------ AUSZUG ------

Nero im historischen Roman 'Quo Vadis'


Seminararbeit, 2004

15 Seiten, Note: 1


Leseprobe


Inhaltsverzeichnis

Einleitung

I. Der Historische Roman
1. Die Ursprünge des Historischen Romans
2. Neuorientierungen bei der Verfassung historischer Romane am Anfang des 20. Jahrhunderts

II. Geschichtsvermittlung im Historischen Roman

III. Kaiser Nero im Historischen Roman „Quo vadis“ und in der Geschichtsforschung
1. Neros Charakter und Selbstdarstellung
2. Nero und der Brand Roms

IV. Fazit

Literaturverzeichnis

Einleitung

Sienkiewicz hatte die Schuld[1] - dieses leicht veränderte Zitat aus einer Erzählung Thomas Manns scheint passend für die Wahrnehmung der Figur Kaiser Neros in unserem Jahrhundert zu sein. Wer sieht nicht Peter Ustinov als Nero in der berühmten Quo Vadis-Verfilmung aus dem Jahr 1951 vor seinem inneren Auge, wie er in genialer Weise das von Sienkiewicz geschaffene Nerobild darstellt?

------ DATENZEILEN ------

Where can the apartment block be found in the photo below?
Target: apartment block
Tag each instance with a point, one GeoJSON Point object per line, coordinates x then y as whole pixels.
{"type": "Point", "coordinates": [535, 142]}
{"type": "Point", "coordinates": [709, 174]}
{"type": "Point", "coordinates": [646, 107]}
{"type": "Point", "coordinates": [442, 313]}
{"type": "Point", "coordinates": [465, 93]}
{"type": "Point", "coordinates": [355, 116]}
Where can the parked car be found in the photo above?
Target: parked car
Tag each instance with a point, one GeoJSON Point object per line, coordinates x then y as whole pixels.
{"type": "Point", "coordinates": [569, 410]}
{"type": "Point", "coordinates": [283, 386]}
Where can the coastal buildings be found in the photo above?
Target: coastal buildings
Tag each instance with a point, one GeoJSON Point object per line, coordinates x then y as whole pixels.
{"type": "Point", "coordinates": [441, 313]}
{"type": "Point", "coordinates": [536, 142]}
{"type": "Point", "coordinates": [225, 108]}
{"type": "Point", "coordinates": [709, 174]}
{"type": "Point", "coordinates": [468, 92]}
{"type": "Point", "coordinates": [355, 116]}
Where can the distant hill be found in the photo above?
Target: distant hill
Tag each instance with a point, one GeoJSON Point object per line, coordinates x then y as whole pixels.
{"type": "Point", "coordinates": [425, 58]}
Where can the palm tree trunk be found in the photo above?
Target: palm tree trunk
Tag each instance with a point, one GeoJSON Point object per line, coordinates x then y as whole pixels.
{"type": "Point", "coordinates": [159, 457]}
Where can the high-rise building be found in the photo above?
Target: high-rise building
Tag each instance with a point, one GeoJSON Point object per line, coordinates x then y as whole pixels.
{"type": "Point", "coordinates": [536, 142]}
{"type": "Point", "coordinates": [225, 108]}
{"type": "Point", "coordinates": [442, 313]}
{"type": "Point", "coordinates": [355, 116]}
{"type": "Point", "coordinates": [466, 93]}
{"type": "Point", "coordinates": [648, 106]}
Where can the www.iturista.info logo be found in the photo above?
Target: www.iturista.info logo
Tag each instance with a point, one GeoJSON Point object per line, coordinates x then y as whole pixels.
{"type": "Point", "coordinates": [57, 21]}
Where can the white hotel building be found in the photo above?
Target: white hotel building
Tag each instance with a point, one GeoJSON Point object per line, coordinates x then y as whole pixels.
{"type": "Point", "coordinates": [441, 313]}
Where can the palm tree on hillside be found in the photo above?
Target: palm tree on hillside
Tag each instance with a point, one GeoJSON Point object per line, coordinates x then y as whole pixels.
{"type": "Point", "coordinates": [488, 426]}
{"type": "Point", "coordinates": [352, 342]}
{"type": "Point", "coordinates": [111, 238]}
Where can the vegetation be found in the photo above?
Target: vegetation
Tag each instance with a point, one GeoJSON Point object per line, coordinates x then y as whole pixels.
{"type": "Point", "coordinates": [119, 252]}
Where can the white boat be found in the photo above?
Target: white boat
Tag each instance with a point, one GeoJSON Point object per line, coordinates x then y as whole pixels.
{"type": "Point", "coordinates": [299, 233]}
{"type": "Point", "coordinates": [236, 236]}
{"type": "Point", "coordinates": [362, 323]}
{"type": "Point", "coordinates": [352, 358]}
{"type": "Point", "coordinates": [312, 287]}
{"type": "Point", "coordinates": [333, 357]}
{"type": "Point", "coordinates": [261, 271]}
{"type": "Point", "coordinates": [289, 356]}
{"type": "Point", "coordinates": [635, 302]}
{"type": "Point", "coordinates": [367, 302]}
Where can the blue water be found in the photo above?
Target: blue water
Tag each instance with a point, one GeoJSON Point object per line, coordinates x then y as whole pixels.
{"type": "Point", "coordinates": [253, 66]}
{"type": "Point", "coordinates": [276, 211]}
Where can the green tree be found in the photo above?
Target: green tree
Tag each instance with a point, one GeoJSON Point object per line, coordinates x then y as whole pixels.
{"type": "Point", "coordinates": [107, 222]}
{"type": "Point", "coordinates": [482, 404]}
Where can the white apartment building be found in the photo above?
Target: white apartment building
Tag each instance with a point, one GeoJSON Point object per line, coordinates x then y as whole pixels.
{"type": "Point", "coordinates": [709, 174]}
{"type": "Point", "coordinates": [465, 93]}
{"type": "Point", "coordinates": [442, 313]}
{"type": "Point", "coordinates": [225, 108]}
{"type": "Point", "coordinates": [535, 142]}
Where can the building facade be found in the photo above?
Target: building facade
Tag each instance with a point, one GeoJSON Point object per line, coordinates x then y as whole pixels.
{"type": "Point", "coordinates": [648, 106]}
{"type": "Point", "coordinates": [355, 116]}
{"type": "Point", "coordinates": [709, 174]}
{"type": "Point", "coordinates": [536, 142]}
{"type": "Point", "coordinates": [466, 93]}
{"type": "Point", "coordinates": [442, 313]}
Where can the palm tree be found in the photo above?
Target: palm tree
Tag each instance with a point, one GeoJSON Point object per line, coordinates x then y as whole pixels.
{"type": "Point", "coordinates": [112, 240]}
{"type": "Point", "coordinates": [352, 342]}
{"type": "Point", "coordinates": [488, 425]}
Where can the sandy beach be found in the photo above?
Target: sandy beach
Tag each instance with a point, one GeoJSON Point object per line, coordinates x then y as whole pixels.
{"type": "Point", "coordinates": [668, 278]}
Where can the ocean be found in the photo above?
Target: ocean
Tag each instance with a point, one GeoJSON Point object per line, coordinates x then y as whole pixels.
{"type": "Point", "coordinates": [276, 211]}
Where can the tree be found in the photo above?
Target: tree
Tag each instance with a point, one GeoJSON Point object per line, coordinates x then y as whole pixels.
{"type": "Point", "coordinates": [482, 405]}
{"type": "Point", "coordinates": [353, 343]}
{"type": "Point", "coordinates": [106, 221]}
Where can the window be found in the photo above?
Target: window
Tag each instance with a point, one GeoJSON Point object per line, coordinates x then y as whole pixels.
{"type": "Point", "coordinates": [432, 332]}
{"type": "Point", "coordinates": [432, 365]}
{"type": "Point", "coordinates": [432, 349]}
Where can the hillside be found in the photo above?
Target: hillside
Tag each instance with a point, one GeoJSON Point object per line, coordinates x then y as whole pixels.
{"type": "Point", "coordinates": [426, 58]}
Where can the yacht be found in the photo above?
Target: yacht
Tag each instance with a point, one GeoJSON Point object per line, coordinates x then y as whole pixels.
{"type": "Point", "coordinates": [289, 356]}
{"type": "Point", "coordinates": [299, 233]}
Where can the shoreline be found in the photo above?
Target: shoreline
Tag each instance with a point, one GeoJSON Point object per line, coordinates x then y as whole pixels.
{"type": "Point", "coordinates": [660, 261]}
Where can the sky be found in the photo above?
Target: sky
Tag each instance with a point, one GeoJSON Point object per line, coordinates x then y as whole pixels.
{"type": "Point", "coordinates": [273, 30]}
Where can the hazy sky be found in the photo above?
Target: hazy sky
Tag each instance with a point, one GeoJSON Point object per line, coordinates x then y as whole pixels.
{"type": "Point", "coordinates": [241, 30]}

------
------ DATENZEILEN ------

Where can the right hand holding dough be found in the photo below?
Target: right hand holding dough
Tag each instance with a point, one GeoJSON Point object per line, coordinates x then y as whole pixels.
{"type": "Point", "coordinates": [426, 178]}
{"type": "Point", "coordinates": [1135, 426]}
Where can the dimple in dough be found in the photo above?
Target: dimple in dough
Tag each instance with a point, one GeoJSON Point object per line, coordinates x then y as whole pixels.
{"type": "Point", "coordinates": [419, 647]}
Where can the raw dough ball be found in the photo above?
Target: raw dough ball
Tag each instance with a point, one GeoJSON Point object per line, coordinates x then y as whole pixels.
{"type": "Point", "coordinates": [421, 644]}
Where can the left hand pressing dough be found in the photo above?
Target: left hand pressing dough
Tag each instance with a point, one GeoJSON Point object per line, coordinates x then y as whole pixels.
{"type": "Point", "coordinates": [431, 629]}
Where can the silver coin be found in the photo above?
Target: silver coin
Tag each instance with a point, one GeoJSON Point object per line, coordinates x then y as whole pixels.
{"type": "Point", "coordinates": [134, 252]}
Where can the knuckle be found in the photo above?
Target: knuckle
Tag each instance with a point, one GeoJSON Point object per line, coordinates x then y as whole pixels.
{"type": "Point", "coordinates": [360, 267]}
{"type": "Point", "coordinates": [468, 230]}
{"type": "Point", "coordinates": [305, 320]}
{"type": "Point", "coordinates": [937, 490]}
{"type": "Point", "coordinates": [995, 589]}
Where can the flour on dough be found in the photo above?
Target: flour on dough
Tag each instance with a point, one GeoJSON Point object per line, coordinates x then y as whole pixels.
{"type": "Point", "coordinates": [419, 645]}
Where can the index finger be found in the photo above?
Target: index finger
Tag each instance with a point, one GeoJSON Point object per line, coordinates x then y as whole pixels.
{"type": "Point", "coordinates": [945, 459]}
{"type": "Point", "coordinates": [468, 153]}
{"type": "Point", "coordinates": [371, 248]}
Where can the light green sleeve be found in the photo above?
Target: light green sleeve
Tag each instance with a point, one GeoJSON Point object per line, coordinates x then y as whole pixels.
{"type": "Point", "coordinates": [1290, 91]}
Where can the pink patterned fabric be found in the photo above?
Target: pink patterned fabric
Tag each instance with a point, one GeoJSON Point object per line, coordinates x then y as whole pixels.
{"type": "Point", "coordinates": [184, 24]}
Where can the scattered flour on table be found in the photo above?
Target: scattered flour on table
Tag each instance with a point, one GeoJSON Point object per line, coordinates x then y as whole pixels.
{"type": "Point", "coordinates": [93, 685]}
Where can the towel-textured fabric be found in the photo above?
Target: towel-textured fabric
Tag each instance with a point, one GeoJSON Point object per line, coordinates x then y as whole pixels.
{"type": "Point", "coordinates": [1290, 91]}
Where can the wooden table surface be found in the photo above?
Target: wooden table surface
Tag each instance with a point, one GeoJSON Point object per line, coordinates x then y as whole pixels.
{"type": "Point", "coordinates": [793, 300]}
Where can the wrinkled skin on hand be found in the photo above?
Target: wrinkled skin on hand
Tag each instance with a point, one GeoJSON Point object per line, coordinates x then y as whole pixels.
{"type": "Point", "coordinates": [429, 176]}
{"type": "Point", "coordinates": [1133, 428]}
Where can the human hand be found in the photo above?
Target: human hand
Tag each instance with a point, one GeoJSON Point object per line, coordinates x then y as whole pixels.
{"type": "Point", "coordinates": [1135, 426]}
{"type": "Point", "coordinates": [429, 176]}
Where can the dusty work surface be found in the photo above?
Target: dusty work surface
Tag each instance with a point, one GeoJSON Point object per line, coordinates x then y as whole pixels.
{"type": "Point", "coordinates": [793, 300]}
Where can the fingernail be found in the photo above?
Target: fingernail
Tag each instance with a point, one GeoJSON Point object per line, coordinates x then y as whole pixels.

------

### ÜBUNGSAUFGABEN
1 > Können Sie aus dem Auszug über Nero in „Quo vadis“ den Abschnitt wortgetreu ausgeben, der bei „Literaturverzeichnis“ beginnt und bei „geschaffene Nerobild darstellt?“ endet?
2 > Können Sie den Auszug über Nero in „Quo vadis“ im Anschluss an seinen letzten Satz fortführen?

### LÖSUNGEN
1 >
Literaturverzeichnis

Einleitung

Sienkiewicz hatte die Schuld[1] - dieses leicht veränderte Zitat aus einer Erzählung Thomas Manns scheint passend für die Wahrnehmung der Figur Kaiser Neros in unserem Jahrhundert zu sein. Wer sieht nicht Peter Ustinov als Nero in der berühmten Quo Vadis-Verfilmung aus dem Jahr 1951 vor seinem inneren Auge, wie er in genialer Weise das von Sienkiewicz geschaffene Nerobild darstellt?

2 >
Im ersten Teil dieser Arbeit wird allgemein die Entwicklung des historischen Romans nachgezeichnet. Hierbei sollen gewisse Besonderheiten in der Figurendarstellung dieser Gattungsart besonders hervorgehoben werden.

Sienkiewicz bekam für seinen historischen Roman den Nobelpreis, was von großer Qualität der literarischen Darbietung zeugt. Aber wie sieht es mit der historischen Wirklichkeit aus? Entspricht das Nerobild des Romans der Wahrheit? Oder kann es tatsächlich möglich sein, dass ein historischer Roman es geschafft hat, ganzen Generationen von Menschen ein der Wahrheit entlehntes Nerobild zu vermitteln? War Nero der Kunst verfallen, kümmerte er sich wenig um sein Volk, ließ er Spiele mit bis dahin unerreichter Grausamkeit aufführen? War er wirklich der große Feind der Christen? Diesen Fragen soll im zweiten Teil der Seminararbeit nachgegangen werden.

Als Grundlage für den ersten Teil dient vor allem der Text über den historischen Roman von Rolf Schörken. Doch auch die Werke von Michael Meyer, Heinz-Joachim Müllenbrock und Martin Richter waren sehr aufschlussreich für die Erarbeitung der Thematik. Für den zweiten, auf die Figur Nero bezogenen Teil werden vor allem die Abhandlungen von Jürgen Malitz und Manfred Clauss herangezogen.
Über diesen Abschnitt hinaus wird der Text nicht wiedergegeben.